Written task 1: In the rows below, copy out word for word everything from the line containing "Would you point at the camera" down to the line containing "Query: camera", including both of those lines.

Excerpt provided:
──────────────────────────────

As a part of its emphasis on transparency and disclosure in the municipal securities markets, the Securities and Exchange Commission (“SEC”) brought charges this month against an advisor to municipal entities. Following a series of actions against municipal issuers and underwriters in the past year, this action was the first enforcement action under the municipal advisor provisions of the Dodd-Frank Wall Street Reform and Consumer Protection Act (“Dodd-Frank”).1 On July 13, 2016, the SEC announced settled proceedings against School Business Consulting, Inc. (“SBCI”) and its President,2 as well as against Keygent LLC, and two of its managing directors.3 The SEC alleged that SBCI failed to register as a municipal advisor and that it improperly shared with Keygent information regarding five California school districts in their selection of municipal financial advisors.
According to the SEC’s Order, SBCI, through its President and sole employee, Terrance Bradley, provided consulting services to California school districts and made recommendations to those districts regarding the selection of municipal advisors. Keygent, a municipal advisory firm, and two of its managing directors, Anthony R. Hsieh and Chet Wang, advised California school districts and community colleges that issued bonds.
The SEC alleged that, in 2010, SBCI entered into a contract with Keygent to advise it on strategy, business development, public policy and research. In addition, Bradley began serving on Keygent’s advisory board, for which SBCI was paid $2,500 per month. The SEC alleged that Bradley introduced Keygent representatives to five SBCI school district clients that were seeking to hire a municipal advisor. Bradley, who often participated in drafting requests for qualifications issued by SBCI’s client school districts, allegedly provided Keygent, Hsieh and Wang with confidential information about the hiring processes used by each district, including advance notice of draft interview questions and details of some of their competitors’ proposals.
In the Order, the SEC found that Bradley verbally disclosed his relationship with Keygent to the school districts and that Keygent’s contracts with the school districts disclosed Bradley’s position on their advisory board. However, the SEC alleged that SBCI and Bradley did not have authority to share confidential information with Keygent and, further, that the school districts were unaware that such information had been provided. Subsequently, Keygent was hired as the municipal advisor by each of the five school districts.

──────────────────────────────

Material shown:

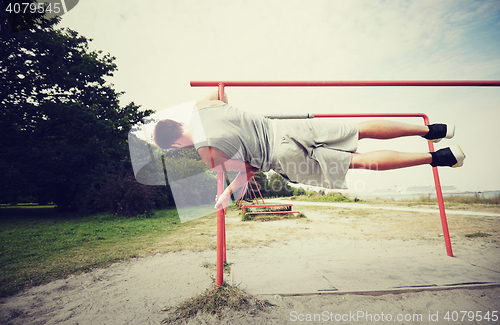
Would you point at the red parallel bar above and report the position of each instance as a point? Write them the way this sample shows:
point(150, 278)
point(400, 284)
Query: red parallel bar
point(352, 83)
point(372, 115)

──────────────────────────────

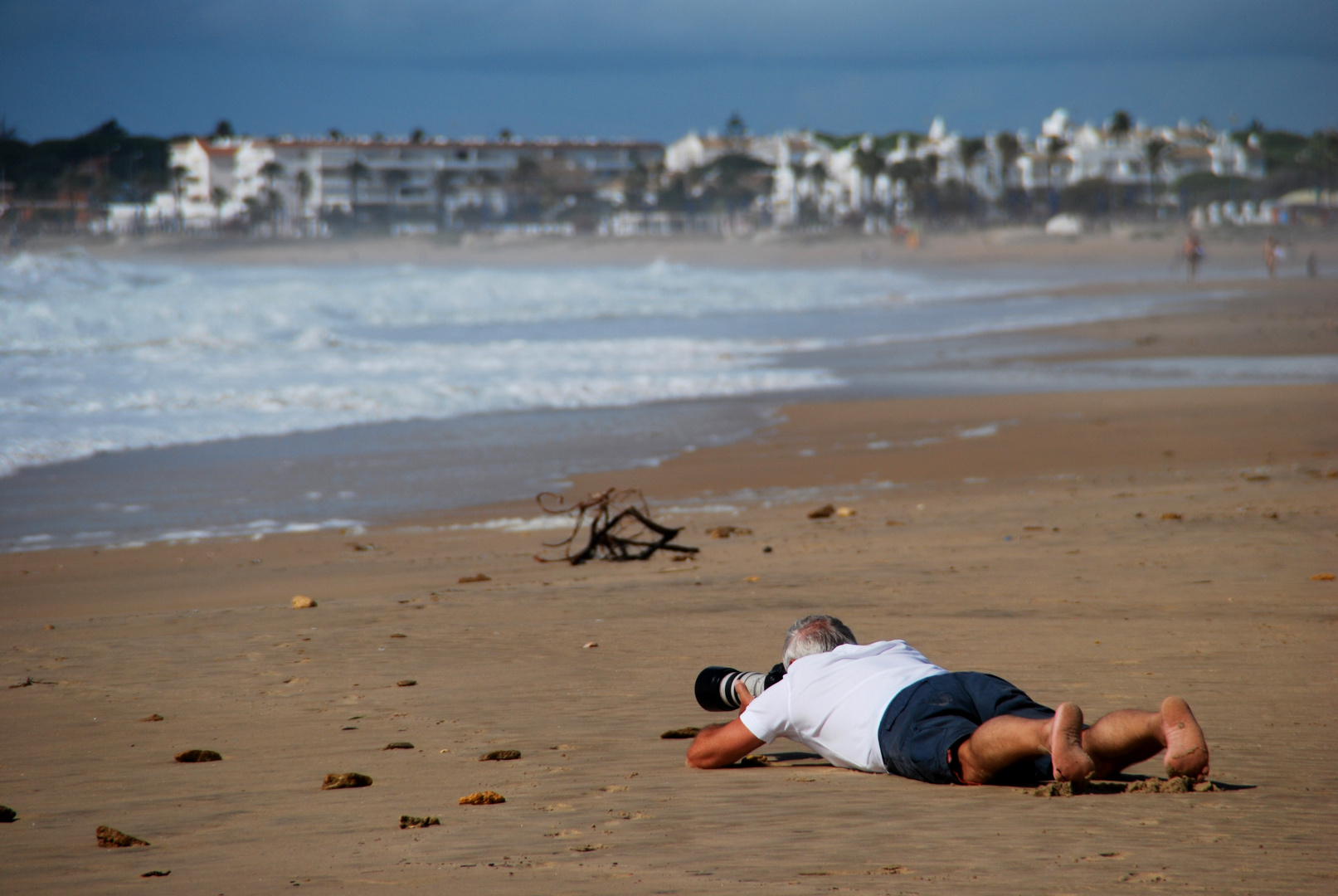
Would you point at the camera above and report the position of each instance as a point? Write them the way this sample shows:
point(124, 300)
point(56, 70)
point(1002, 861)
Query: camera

──────────────────────────────

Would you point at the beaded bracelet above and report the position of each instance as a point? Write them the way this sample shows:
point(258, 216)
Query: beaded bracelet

──────────────────────────────

Written task 2:
Answer these questions using the article on the SEC's municipal advisor charges:
(a) On what date did the SEC announce the settled proceedings?
(b) What are the names of the two Keygent managing directors?
(c) How much was SBCI paid each month for Bradley's service on Keygent's advisory board?

Reply 1:
Would you point at the camera above and report the position of each instance as a point? Write them the way this sample shows:
point(124, 300)
point(56, 70)
point(1002, 861)
Query: camera

Reply 2:
(a) July 13, 2016
(b) Anthony R. Hsieh and Chet Wang
(c) $2,500